Trecho do documento =
※
Boletim Clínico | Psicologia Revista | Artigos



9. A Psicanálise na Exclusão O Atendimento Psicanalítico de Deficientes Mentais é Possível? Apresentação de Caso Clínico

O meu interesse em estudar as questões relativas à deficiência mental e às possibilidades de atuação que envolvem esta população, partiu da realização do meu trabalho de conclusão de curso, intitulado: "As Influências das Primeiras Relações Mãe e Filho no Desenvolvimento de uma Criança com Síndrome de Down". Isto porque, ao longo da elaboração deste trabalho, fui questionada por diversas vezes sobre a viabilidade e a possibilidade do atendimento psicanalítico de pessoas portadoras da Síndrome de Down, por razões que variavam desde a capacidade de entendimento dessas pessoas (para a compreensão do que era dito e interpretado), até mesmo questionamentos quanto à natureza do psiquismo dessas pessoas (isto é, se as mesmas possuem um psiquismo e como podemos comprovar esta existência).

Diante dessas questões, percebi que mesmo com a evolução dos trabalhos nesta área, que nos levou hoje à "Era da Inclusão", ainda há muito preconceito e desconhecimento envolvendo a deficiência mental.
※
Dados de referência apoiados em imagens
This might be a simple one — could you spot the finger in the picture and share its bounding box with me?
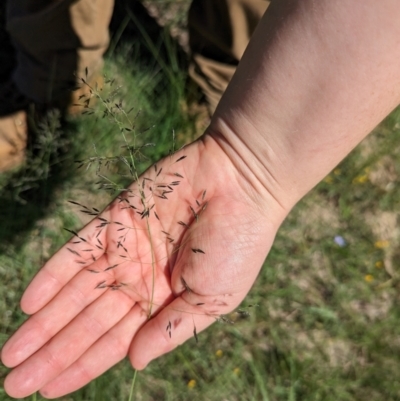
[40,305,147,398]
[21,214,107,315]
[129,297,215,369]
[1,258,114,367]
[4,290,134,398]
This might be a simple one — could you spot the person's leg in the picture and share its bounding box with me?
[7,0,113,105]
[188,0,270,113]
[0,0,114,171]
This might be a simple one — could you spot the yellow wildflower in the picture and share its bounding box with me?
[353,174,368,184]
[374,240,389,249]
[188,379,197,388]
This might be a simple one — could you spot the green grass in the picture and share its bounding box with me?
[0,3,400,401]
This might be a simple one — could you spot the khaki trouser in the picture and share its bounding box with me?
[7,0,269,111]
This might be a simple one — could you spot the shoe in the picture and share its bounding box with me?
[0,73,103,173]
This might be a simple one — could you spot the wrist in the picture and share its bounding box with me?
[202,120,290,230]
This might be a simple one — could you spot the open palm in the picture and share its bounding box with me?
[2,136,280,398]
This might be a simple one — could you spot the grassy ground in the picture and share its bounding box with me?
[0,0,400,401]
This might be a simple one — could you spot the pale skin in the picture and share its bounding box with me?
[1,0,400,398]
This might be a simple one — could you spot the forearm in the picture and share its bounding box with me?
[208,0,400,211]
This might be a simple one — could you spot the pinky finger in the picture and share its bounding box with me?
[40,305,147,398]
[129,297,215,370]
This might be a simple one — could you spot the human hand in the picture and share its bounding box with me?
[1,135,285,398]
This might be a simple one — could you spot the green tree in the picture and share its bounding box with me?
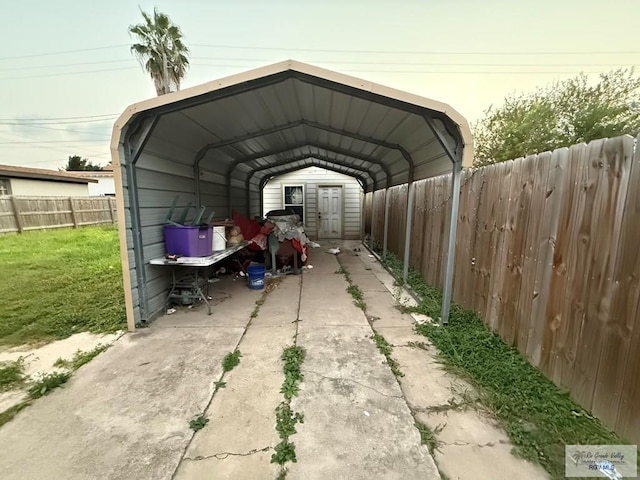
[63,155,102,172]
[129,8,189,96]
[473,69,640,166]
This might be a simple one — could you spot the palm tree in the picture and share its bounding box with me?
[129,8,189,95]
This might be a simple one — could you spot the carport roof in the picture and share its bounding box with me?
[111,60,473,191]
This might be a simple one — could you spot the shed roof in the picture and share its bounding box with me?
[111,60,473,191]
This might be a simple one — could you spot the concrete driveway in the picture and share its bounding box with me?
[0,243,546,480]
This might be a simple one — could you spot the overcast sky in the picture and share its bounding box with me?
[0,0,640,169]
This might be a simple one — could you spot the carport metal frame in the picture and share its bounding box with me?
[112,61,471,324]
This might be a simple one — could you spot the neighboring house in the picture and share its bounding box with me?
[0,165,97,197]
[263,167,364,240]
[73,165,116,197]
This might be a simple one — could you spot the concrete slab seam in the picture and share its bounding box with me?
[182,446,271,462]
[271,275,305,479]
[304,370,404,400]
[338,251,442,476]
[171,281,280,480]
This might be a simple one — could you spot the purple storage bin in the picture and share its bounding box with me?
[164,225,213,257]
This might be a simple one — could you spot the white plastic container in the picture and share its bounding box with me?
[212,226,227,252]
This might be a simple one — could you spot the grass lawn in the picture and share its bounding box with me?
[0,226,126,347]
[378,249,628,479]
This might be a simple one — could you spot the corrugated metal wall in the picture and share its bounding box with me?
[123,141,259,322]
[263,167,362,240]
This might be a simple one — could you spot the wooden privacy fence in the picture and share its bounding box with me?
[0,196,117,233]
[365,136,640,443]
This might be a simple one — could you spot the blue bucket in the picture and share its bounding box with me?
[247,264,266,290]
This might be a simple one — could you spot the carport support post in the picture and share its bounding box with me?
[440,160,462,325]
[382,188,391,259]
[402,180,414,284]
[369,192,376,250]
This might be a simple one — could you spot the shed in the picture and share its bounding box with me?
[262,167,364,240]
[111,60,473,329]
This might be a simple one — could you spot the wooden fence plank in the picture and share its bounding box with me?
[563,140,616,409]
[485,160,513,333]
[518,148,569,366]
[584,137,638,425]
[540,145,588,388]
[612,135,640,444]
[453,169,473,306]
[508,152,551,352]
[0,196,117,234]
[409,180,426,271]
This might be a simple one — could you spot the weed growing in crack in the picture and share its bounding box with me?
[414,420,443,455]
[271,344,304,479]
[222,349,242,372]
[276,402,304,439]
[189,414,209,432]
[385,249,626,479]
[28,372,71,399]
[280,345,304,400]
[407,342,429,350]
[371,332,404,377]
[53,344,111,371]
[347,283,367,312]
[271,440,298,464]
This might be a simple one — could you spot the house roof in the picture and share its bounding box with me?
[111,60,473,191]
[0,165,98,184]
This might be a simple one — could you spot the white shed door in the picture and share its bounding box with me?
[318,187,343,238]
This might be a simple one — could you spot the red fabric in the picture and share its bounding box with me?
[231,211,262,250]
[291,238,308,263]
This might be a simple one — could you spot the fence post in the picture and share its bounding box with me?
[11,196,24,233]
[107,197,116,223]
[69,197,78,228]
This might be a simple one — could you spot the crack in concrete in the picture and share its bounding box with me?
[303,370,404,400]
[183,447,272,462]
[438,440,509,448]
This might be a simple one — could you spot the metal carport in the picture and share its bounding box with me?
[111,61,473,330]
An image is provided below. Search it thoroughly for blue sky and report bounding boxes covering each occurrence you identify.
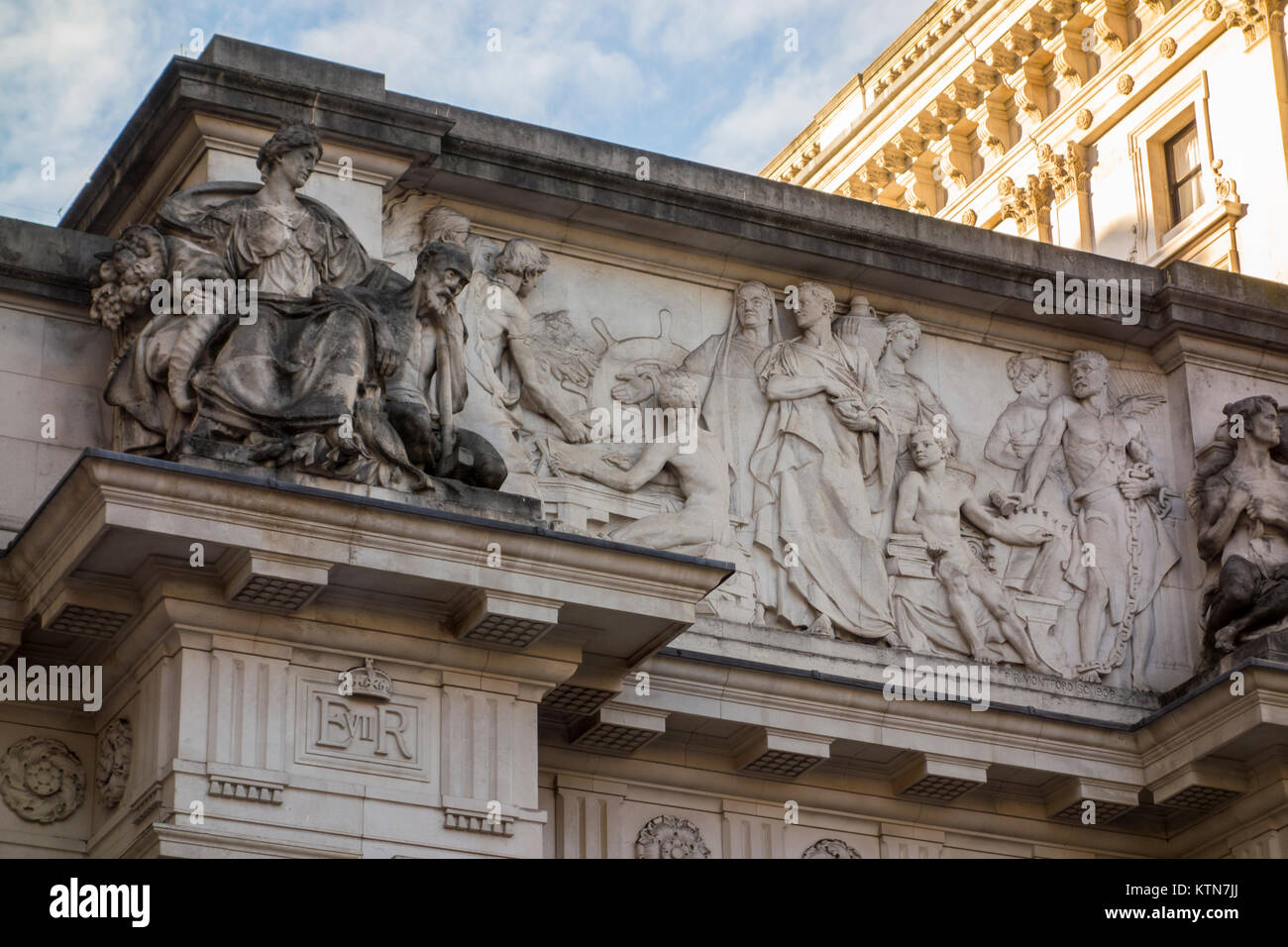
[0,0,907,224]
※
Instruções =
(1) Reproduza palavra por palavra, no texto sobre psicanálise e deficiência mental, tudo o que vai de "Diante dessas questões, percebi" até "a deficiência mental.".
(2) Dê sequência ao texto sobre psicanálise e deficiência mental a partir do ponto em que ele termina.

Respostas =
(1)
Diante dessas questões, percebi que mesmo com a evolução dos trabalhos nesta área, que nos levou hoje à "Era da Inclusão", ainda há muito preconceito e desconhecimento envolvendo a deficiência mental.

(2)
Dessa forma, na tentativa de esclarecer algumas destas questões, apresentarei um caso clínico atendido no Projeto Inclusão, coordenado pela Professora Dra. Maria Cecília Corrêa de Faria e supervisionado pela Psicóloga Rosana Basto do Espírito Santo. Antes da apresentação do caso, vale apontar que o Projeto Inclusão é um projeto de atendimento clínico de orientação psicanalítica, voltado para o diagnóstico psicológico e atendimento psicoterapêutico de pessoas deficientes mentais e também consultas terapêuticas e psicoterapias breves de seus familiares e/ou cuidadores. O projeto se organiza a partir do eixo central de que "é clinicamente observável que as pessoas afetadas pela deficiência mental são portadoras de um aparato psíquico que em nada se diferencia, na sua constituição, do que fora proposto por Freud e Klein" (Faria, 2003).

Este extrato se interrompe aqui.